TRECHO SELECIONADO —

Em sua jornada na busca pelo desmonte de tabus sobre sexo e prazer, o professor monta a sua equipe de trabalho, apresentada desde a abertura da narrativa repleta de flashbacks e flashfowards: Paul Gebhard (Timothy Hutton), Wardell Pomeroy (Chris O’Donnell) e Clyde Martin (Peter Sarsgaard) são os três principais integrantes do grupo, dominantes na seara coadjuvante, em especial, Martin, personagem que adentrará sexualmente na vida de Kinsey como algo além da pesquisa teórica. Numa viagem para Chicago, tendo em vista a observação do comportamento homossexual num bar, eles primeiro partem para a observação. Depois de insistir, conseguem dialogar com um jovem que sofreu repressões no passado, quando os familiares descobriram suas peculiaridades mais intimas, algo que envolveu sessão de tortura e até a morte do outro jovem que se trocava carícias com o entrevistado. Na hospedagem, durante a noite anterior ao retorno, Kinsey e Clyde trocam olhares e fazem sexo, algo sem culpa ou pudor, numa resposta aos desejos, para não ficarmos apenas na ideia de que fizeram exclusivamente pela ciência. Ao chegar, Kinsey, muito prático, narra para a sua esposa a situação e ela, magoada, manifesta-se inicialmente um comportamento ciumento, no bojo do ideal de fidelidade, mas depois cede, principalmente quando o marido lhe diz que não se importaria se ela fizesse o mesmo.
Distante da ideia de santificar o sexo como algo exclusivamente matrimonial, o pesquisador deixa a entender que ela pode buscar outras experiências, pois o compromisso deles é emocional e vai além da relação sexual. É quando Claire e Clyde se relacionam. É assim que se torna mais amplo o grau de entrega dos envolvidos nesta pesquisa. Kinsey fez o que os manuais de metodologia da pesquisa científica ordenam em suas abordagens sobre o que é e como se faz uma pesquisa. Coletou dados, realizou entrevistas, estabeleceu padrões de análise, catalogou dados, traçou algumas conclusões e publicou o material para a comunidade científica ter acesso e dar o retorno, positivo ou negativo, favorável ou contrário, aos elementos de sua investigação que pode ter vacilado num breve momento e outro, mas revolucionou a palavra-chave “sexo e sociedade”. Nos desdobramentos dramáticos de Kinsey – Vamos Falar Sobre Sexo, o roteiro de Bill Condon acerta no desenvolvimento dos perfis de criaturas que estão mergulhadas no esquema científico, mas ainda assim, sentem e agem como seres humanos normais, intensos em alguns momentos, sacolejados por seus paradoxos e sensações que fogem da racionalidade científica da pesquisa na qual estão associados.

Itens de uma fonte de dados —
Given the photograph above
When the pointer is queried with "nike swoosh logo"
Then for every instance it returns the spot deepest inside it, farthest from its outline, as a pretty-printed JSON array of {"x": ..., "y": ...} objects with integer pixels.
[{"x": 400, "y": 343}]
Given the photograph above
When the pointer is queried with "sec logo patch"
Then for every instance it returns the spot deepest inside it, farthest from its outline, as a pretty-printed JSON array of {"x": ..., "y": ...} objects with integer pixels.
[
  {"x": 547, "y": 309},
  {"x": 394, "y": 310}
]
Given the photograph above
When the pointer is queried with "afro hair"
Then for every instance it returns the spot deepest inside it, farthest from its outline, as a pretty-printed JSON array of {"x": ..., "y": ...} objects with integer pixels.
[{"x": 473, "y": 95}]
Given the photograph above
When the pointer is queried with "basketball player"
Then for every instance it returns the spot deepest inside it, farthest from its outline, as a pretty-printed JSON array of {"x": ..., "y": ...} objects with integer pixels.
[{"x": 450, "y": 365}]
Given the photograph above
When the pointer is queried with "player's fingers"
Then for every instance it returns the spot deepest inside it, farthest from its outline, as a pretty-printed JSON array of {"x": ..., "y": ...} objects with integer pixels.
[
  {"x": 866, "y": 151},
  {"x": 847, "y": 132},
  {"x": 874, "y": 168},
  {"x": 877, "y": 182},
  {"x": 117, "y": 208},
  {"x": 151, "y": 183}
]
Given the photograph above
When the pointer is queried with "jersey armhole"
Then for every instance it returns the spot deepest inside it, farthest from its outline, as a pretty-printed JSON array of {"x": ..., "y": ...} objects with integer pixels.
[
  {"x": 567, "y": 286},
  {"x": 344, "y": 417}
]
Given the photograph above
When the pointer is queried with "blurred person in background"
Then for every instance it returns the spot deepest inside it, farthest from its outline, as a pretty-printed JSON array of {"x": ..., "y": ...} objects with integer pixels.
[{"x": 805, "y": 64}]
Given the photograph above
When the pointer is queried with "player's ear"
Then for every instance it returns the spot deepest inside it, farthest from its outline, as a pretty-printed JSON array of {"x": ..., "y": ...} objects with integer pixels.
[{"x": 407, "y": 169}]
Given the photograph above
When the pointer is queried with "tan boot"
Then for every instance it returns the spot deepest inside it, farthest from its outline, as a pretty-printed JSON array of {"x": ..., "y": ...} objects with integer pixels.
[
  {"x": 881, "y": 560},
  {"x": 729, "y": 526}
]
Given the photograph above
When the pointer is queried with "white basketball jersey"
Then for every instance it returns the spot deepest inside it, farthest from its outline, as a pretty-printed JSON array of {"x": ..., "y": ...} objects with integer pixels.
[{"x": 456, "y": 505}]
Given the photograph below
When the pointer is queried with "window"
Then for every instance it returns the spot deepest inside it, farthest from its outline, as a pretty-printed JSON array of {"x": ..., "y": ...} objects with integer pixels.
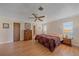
[
  {"x": 68, "y": 29},
  {"x": 44, "y": 29}
]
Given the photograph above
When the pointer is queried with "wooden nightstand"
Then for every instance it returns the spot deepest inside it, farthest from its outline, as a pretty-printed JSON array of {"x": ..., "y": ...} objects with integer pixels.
[{"x": 67, "y": 41}]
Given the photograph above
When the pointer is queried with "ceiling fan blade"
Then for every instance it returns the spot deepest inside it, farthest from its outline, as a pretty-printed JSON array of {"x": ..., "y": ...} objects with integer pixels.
[
  {"x": 41, "y": 16},
  {"x": 31, "y": 17},
  {"x": 40, "y": 19},
  {"x": 35, "y": 19},
  {"x": 34, "y": 15}
]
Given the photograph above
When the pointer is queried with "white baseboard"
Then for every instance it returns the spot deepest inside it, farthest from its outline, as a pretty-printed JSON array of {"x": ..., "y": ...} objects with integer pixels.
[{"x": 6, "y": 42}]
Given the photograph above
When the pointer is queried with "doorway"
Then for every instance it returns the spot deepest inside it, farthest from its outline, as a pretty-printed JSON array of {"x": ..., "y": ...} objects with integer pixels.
[{"x": 16, "y": 31}]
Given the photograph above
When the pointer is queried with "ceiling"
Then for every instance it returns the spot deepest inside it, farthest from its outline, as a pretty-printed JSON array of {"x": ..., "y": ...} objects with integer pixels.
[{"x": 52, "y": 11}]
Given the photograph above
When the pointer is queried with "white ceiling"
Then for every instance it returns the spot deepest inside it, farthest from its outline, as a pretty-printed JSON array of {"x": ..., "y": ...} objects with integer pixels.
[{"x": 52, "y": 11}]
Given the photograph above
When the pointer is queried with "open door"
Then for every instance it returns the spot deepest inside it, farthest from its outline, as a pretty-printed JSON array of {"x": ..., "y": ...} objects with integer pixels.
[{"x": 16, "y": 32}]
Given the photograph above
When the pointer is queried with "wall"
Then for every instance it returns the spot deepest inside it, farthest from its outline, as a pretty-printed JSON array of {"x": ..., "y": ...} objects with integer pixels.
[
  {"x": 57, "y": 27},
  {"x": 6, "y": 35}
]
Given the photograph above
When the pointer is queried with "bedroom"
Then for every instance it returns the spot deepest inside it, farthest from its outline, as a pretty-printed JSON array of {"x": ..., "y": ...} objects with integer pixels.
[{"x": 51, "y": 19}]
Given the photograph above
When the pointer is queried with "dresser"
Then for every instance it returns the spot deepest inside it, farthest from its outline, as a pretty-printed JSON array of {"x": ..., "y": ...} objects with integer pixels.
[
  {"x": 27, "y": 35},
  {"x": 67, "y": 41}
]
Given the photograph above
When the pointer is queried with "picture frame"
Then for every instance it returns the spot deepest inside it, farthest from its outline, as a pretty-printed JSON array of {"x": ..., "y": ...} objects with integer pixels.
[{"x": 5, "y": 25}]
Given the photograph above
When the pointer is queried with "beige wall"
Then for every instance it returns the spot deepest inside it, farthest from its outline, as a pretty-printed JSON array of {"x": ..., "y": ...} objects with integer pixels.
[
  {"x": 6, "y": 35},
  {"x": 57, "y": 27}
]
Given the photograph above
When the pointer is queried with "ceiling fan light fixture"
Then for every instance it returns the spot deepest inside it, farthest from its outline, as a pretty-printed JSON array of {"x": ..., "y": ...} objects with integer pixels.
[{"x": 40, "y": 8}]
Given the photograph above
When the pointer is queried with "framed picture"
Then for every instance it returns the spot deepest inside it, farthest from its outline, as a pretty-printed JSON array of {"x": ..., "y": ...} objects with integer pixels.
[{"x": 5, "y": 25}]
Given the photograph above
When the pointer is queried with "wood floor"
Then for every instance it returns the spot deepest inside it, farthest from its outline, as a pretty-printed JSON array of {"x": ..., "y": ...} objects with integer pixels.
[{"x": 29, "y": 48}]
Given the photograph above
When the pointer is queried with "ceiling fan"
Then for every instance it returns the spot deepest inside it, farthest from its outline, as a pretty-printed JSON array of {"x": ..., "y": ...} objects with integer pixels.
[{"x": 37, "y": 17}]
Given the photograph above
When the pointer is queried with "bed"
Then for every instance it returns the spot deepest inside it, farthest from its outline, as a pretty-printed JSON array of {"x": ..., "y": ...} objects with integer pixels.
[{"x": 48, "y": 41}]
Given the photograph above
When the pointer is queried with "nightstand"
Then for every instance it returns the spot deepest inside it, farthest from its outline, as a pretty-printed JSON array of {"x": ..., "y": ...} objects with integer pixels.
[{"x": 67, "y": 41}]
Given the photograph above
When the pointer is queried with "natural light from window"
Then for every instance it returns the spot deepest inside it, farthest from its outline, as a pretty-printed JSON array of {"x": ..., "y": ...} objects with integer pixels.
[{"x": 68, "y": 29}]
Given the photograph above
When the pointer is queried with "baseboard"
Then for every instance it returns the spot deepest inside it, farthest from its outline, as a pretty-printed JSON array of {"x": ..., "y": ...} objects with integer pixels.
[{"x": 6, "y": 42}]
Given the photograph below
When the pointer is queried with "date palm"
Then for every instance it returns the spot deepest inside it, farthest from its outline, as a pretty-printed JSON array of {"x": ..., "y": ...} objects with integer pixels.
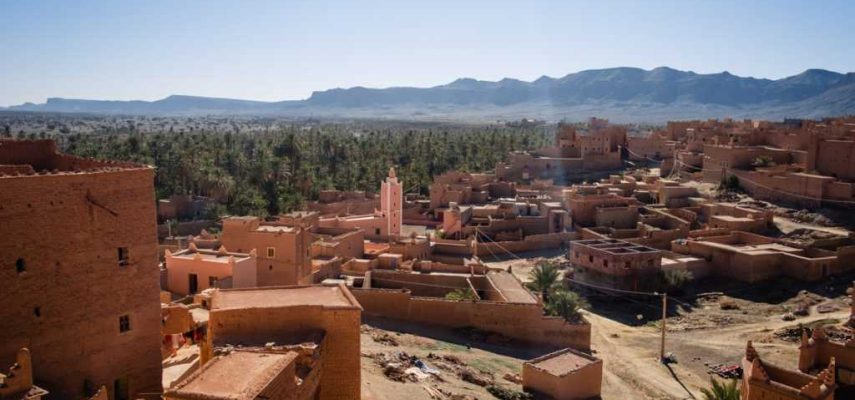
[
  {"x": 544, "y": 278},
  {"x": 722, "y": 390}
]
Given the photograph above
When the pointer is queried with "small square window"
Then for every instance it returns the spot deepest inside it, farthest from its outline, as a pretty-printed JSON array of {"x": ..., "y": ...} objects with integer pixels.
[
  {"x": 123, "y": 256},
  {"x": 124, "y": 323}
]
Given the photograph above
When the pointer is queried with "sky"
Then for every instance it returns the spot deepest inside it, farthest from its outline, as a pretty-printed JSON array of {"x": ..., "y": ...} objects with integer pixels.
[{"x": 285, "y": 50}]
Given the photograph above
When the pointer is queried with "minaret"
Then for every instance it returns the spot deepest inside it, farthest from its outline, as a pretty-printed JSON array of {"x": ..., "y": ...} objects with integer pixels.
[{"x": 391, "y": 199}]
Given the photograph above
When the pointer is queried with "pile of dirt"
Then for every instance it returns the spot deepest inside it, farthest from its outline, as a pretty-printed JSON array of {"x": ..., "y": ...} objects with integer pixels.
[
  {"x": 402, "y": 367},
  {"x": 832, "y": 330},
  {"x": 385, "y": 338},
  {"x": 508, "y": 394},
  {"x": 807, "y": 217},
  {"x": 478, "y": 335},
  {"x": 459, "y": 368}
]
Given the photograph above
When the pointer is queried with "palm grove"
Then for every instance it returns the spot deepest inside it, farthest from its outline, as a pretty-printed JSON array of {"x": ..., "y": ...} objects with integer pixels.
[{"x": 272, "y": 171}]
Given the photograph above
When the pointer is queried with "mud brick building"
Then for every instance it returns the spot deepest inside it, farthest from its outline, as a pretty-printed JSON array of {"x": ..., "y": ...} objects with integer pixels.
[
  {"x": 79, "y": 280},
  {"x": 614, "y": 263},
  {"x": 324, "y": 320}
]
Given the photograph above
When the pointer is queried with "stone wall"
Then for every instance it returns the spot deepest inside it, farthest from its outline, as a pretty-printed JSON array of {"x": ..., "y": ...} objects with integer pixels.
[{"x": 523, "y": 322}]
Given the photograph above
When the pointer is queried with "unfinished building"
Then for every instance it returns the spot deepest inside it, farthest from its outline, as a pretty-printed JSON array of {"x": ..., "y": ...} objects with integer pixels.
[
  {"x": 305, "y": 337},
  {"x": 761, "y": 381},
  {"x": 750, "y": 257},
  {"x": 495, "y": 302},
  {"x": 564, "y": 375},
  {"x": 614, "y": 263}
]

COMPLETE O SEGUINTE —
1. Enumere as ações que, de acordo com o trecho sobre o filme Kinsey, o pesquisador realizou seguindo o que ordenam os manuais de metodologia da pesquisa científica.
2. Dê seguimento ao trecho sobre o filme Kinsey a partir da última frase apresentada.
Os registros não guardam relação alguma com o trecho sobre o filme Kinsey.

RESPOSTAS ESPERADAS —
1. Coletou dados; realizou entrevistas; estabeleceu padrões de análise; catalogou dados; traçou algumas conclusões; publicou o material para a comunidade científica ter acesso e dar o retorno.

2.
Bruce Kinsey (Luke Macfarlane) é quem estabelece uma relação narrativa de rima com o pai, pois ele representa uma metonímia da sociedade que via os experimentos da pesquisa de Kinsey como algo estranho, abjeto, fora do que deveria ser realmente feito. Isso fica bem saliente na cena de um jantar em família, quando as duas filhas de Kinsey falam sobre primeira vez, orgasmo, e o jovem, num tom moralista, questiona se eles não podem jantar sem ter que dialogar sobre prazer sexual e temas afins. O pai, anos depois de deixar o mundo da lógica moralista focada na sexualidade oprimida, demonstra-se indiferente aos questionamentos do rapaz e inclusive age num reflexo de sua criação, opondo-se as escolhas intelectuais do filho, numa demonstração do paradoxo que faz parte dos nossos comportamentos diante de interações cotidianas. Falamos e pregamos coisas, mas agimos como tal? A relação de Kinsey com o pai (John Lithgow), um homem que proibia o álcool, fumo e achava as danças de salão imorais, atravessa todo o filme e é revelada próximo ao desfecho, quando Kinsey resolve entrevista-lo para a sua pesquisa. É quando algumas descobertas explicam o comportamento do patriarca da família ao longo de tantas décadas, um homem que teve a sua sexualidade castigada desde muito jovem, algo que o transformou numa pessoa com severos transtornos diante do tema.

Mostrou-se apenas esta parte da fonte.